**Excerto:**
+-------+

Muito semelhante ao Jugo n.º 3 e, poder-se-á dizer, saído das mãos do mesmo jugueiro pois foi usada a mesma gramática decorativa, salvo algumas alterações que vamos evidenciar.

A figura central é o baixo-relevo de S. João Baptista com o lábaro e o cordeiro, encimado pela data 1943.

Em termos de elementos vazados, estes aparecem-nos na parte mais central, e representam círculos entrelaçados, janelas e frestas.

Os baixos-relevos que entremeiam os vazados, representam flores, folhas, e aves que debicam frutos.

Na parte superior, ao centro, um cesto de onde saem elementos vegetalistas, com folhas e frutos, de difícil identificação.

A parte inferior do jugo é rematada com rosáceas e elementos curvilíneos e contra-curvilíneos.

 

Jugo 3


Ano - 1944

Um dos maiores jugos desta recolha.

Apresenta ténues formas trapezoidais e aqui a simetria da decoração está bem patente. A cabeça é rectilínea e decorada com crinas de cavalo. As laterais são rematadas com elementos arqueados.

A decoração central representa as figuras de S. José, carpinteiro, e do Menino Jesus, a trabalhar na arte. Vêem-se a banca, o machado, a serra e a enxó. Tudo acompanhado pela legenda “Jesus Ajuda S. José”.

+-------+

**Tarefa a realizar:**
Copie do excerto sobre os jugos o trecho entre "Apresenta ténues formas" e "com elementos arqueados.", inclusive.

**Dados fornecidos:**

+-------+

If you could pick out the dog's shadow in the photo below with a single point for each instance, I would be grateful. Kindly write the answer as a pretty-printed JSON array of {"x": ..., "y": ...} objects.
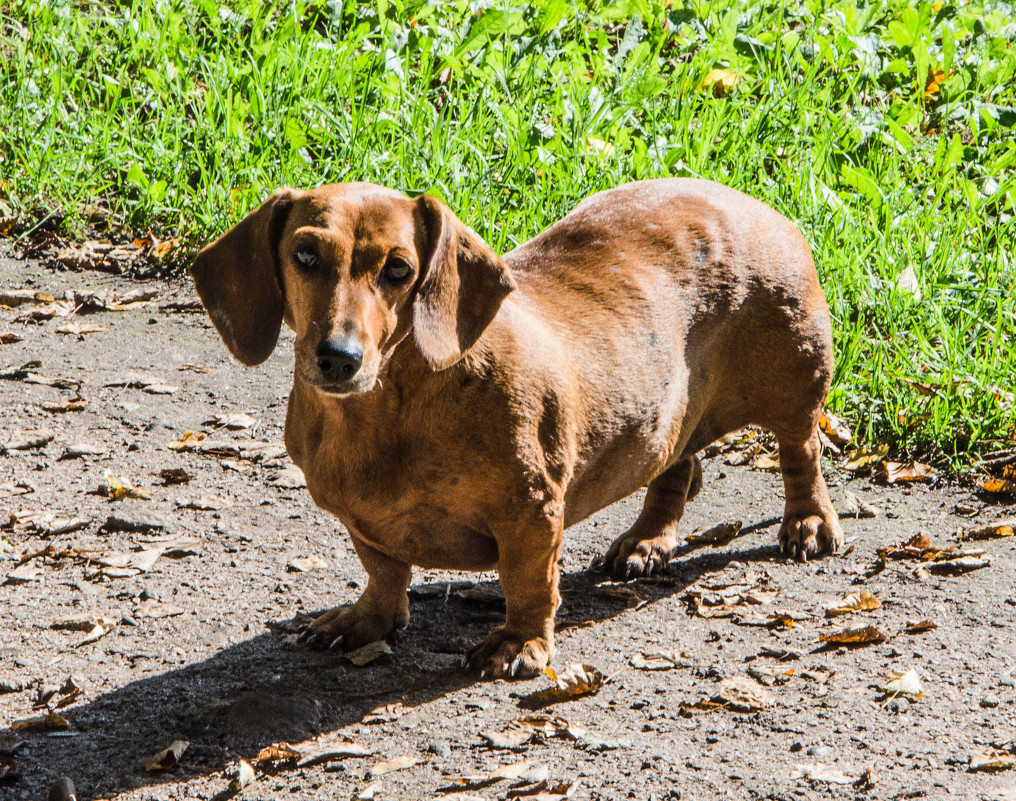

+-------+

**Solução do problema:**
Apresenta ténues formas trapezoidais e aqui a simetria da decoração está bem patente. A cabeça é rectilínea e decorada com crinas de cavalo. As laterais são rematadas com elementos arqueados.